Task item
The full set of records must be set down verbatim.

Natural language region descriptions
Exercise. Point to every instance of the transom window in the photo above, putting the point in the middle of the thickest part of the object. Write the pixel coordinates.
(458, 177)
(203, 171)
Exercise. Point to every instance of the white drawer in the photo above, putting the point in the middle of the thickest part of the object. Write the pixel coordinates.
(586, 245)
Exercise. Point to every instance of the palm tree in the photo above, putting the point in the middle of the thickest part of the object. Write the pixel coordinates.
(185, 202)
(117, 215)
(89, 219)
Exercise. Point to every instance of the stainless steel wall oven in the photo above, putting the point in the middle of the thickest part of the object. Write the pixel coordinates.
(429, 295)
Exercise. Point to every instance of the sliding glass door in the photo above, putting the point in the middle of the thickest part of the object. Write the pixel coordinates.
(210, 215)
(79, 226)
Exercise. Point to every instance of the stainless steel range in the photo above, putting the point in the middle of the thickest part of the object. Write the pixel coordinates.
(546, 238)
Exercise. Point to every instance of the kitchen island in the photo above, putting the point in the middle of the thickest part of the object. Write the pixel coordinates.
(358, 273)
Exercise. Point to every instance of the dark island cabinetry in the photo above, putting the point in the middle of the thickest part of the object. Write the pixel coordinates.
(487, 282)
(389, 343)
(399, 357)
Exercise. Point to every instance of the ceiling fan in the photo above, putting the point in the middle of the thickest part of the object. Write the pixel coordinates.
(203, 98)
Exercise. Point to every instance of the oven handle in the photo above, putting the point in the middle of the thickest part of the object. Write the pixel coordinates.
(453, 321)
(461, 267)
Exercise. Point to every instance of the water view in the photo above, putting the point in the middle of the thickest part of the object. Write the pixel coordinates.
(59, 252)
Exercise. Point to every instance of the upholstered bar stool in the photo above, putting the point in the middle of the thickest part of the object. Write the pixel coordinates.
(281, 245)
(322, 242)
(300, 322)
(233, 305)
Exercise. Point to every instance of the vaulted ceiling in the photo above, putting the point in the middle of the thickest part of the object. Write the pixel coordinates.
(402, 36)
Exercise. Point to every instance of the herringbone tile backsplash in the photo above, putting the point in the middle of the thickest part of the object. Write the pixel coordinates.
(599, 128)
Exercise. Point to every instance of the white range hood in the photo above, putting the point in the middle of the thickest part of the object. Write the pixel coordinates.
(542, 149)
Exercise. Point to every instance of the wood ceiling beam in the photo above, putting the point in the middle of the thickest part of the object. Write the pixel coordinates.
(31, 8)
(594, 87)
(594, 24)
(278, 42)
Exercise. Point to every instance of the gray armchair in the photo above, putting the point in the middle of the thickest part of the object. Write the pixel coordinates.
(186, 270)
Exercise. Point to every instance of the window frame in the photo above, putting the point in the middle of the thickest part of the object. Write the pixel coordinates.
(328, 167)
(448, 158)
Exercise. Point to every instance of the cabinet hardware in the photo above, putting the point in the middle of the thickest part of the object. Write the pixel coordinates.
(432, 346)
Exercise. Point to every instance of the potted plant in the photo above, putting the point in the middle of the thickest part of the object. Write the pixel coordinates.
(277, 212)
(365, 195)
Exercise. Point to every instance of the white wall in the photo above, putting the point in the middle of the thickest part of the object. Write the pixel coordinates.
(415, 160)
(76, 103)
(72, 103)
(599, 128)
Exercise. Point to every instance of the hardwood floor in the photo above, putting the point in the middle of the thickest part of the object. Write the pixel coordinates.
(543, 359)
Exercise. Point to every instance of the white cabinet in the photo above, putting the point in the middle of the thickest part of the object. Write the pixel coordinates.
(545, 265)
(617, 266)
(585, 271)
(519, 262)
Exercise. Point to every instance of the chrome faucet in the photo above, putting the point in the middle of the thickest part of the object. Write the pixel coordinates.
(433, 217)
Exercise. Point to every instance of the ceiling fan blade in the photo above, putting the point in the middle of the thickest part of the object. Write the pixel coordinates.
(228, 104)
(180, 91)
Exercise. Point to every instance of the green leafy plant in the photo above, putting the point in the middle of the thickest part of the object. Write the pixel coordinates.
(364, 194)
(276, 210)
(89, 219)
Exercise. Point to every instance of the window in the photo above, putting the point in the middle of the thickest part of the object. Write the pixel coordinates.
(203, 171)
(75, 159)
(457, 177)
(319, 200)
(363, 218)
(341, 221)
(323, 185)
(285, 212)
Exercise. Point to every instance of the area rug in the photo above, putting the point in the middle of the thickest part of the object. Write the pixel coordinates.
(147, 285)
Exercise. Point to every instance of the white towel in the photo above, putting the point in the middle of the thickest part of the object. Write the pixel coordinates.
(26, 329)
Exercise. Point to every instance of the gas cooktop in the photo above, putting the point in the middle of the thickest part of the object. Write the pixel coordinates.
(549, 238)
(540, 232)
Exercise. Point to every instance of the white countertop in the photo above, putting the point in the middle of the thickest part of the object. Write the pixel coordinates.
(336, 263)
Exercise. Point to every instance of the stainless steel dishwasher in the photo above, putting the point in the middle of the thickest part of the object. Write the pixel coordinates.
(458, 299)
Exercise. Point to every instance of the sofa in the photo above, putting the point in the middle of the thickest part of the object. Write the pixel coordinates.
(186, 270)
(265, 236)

Result for this task
Exercise. Point to every instance of the transom window in the photo above, putting the point in the middle of the thickest part of the object. Write the pixel coordinates.
(458, 177)
(203, 171)
Exercise. Point to every instance of the white drawer in the photo above, putting the point in the middle of the thickest part of the object. Write the pixel coordinates.
(586, 245)
Exercise. Point to every instance of the palm tree in the photo above, putting the point in the middle of the thickest part of the object. Write the pixel coordinates.
(185, 202)
(117, 215)
(89, 219)
Exercise. Point to every instance of the stainless steel wall oven in the photo above, putting the point in the middle of the thickest part of the object. Write the pixel coordinates.
(429, 295)
Exercise. Point to every instance of the sliding glass door in the photo above, putting the point in the middle of the thickest part of the object. Write the pixel coordinates.
(210, 215)
(79, 226)
Exercise. Point to every instance of the stainless steel range in the photo above, putting the point in the middle of the thickest part of the object. Write the pixel coordinates.
(546, 238)
Exercise. Point to every instance of the kitchen island in the photo above, putting the point in the middle of the thickest part of the object. Write the pixel coordinates.
(358, 273)
Exercise. Point to every instance of the dark island cabinetry in the photo above, putting the point in the middle of the thickest part of the object. Write the pixel coordinates.
(487, 282)
(389, 343)
(399, 357)
Exercise. Point to every instance of the ceiling fan in the photo above, putting the point in the middle of the thickest part of the object. Write the pixel coordinates.
(203, 98)
Exercise. Point to every instance of the oven handle in the photo above, putting the point in the middle of the thickest part of the object. Write the pixel coordinates.
(453, 321)
(461, 267)
Exercise. Point to every instance of the water view in the photo above, putting the point in the middle of the thickest part of the object. Write the pixel coordinates.
(59, 252)
Exercise. Point to every instance of the upholstered bar stool in the photo above, putting the point in the middle of the thickest part of the object. Write the pixel coordinates.
(281, 245)
(322, 242)
(300, 322)
(233, 305)
Exercise. Point to every instance of the vaulted ceiling in the photo above, putting the point in the middle of the thickest part of the object. Write the pixel coordinates.
(402, 36)
Exercise. Point to every instance of the herringbone tile backsplash in the photo above, putting the point in the middle of the thickest part of the object. Write the pixel coordinates.
(599, 128)
Exercise. Point to every instance of the white range hood in the photo above, putting the point in the middle of the thickest part of the object. Write the pixel coordinates.
(542, 149)
Exercise. Point to every instance of the wood ceiling beam in the photo above, putting the point in the middle of the thickest part of the object. Write the pixel coordinates.
(31, 8)
(594, 87)
(594, 24)
(278, 42)
Exercise. Point to every instance of the gray armchair in the photo above, putting the point in the middle of the thickest part of the object. Write the pixel coordinates.
(186, 270)
Exercise. Point to every instance of the window frame in the photo above, putting the point in the middle of the thickest part of the object. Write the pixel coordinates.
(328, 167)
(448, 158)
Exercise. Point to every instance of the cabinet hardware in the photo above, putting the point in the middle of the thickest part of the object. Write the pixel coordinates.
(432, 346)
Exercise. Point to every instance of the potted plant in the photo above, putting the point in the middle of the thickest part of the object. Write the pixel coordinates.
(277, 212)
(365, 195)
Exercise. Point to every instance of the white wall in the photo above, putting the point in the middle of the thickest part of the object. Write the pixel coordinates.
(415, 160)
(76, 103)
(72, 103)
(599, 128)
Exercise. Point to every instance of the hardwood floor in the photo above, putting the point in the middle of the thickest part of the object. Write the pixel coordinates.
(543, 359)
Exercise. Point to every instance of the white cabinet in the photo above, putting the point in the middle of the thickest part of the object. Write the pixel coordinates.
(545, 265)
(617, 266)
(585, 271)
(519, 262)
Exercise. Point to every instance of the chrome faucet in the photo above, putting the point in the middle of the thickest part of the object. Write the pixel coordinates.
(433, 217)
Exercise. Point to every instance of the ceiling fan blade in the photo above, putting the point in the middle of the thickest part of the object. Write the pixel coordinates.
(228, 104)
(180, 91)
Exercise. Point to every instance of the green leafy plant in the photo above, putting the point in the middle of the thickest part of the object. Write the pixel coordinates.
(364, 194)
(276, 210)
(89, 219)
Exercise. Point to every instance of the window in the photo above, putting the point in the middle of the thickest part of the object. Write the pixel coordinates.
(203, 171)
(75, 159)
(457, 177)
(319, 200)
(363, 218)
(341, 221)
(323, 185)
(285, 212)
Exercise. Point to every instance of the area rug in the photo above, putting the point in the middle of the thickest part of the object. Write the pixel coordinates.
(147, 285)
Exercise. Point to every instance of the white towel in the photo above, putting the point in the middle of the thickest part of the object. Write the pixel coordinates.
(26, 329)
Exercise. Point to every instance of the gas cooktop in the photo above, putting the point in the middle of the thickest part of the object. Write the pixel coordinates.
(549, 238)
(540, 232)
Exercise. Point to every instance of the white countertop in the photo above, putting the point in the middle of the thickest part of the object. Write the pixel coordinates.
(336, 263)
Exercise. Point to every instance of the stainless steel dishwasher in the photo above, putting the point in the middle of the thickest part of the object. Write the pixel coordinates.
(458, 299)
Exercise. Point to every instance of the sofa in the photo above, putting the point in the middle of the thickest part of the object. Write the pixel coordinates.
(186, 270)
(265, 236)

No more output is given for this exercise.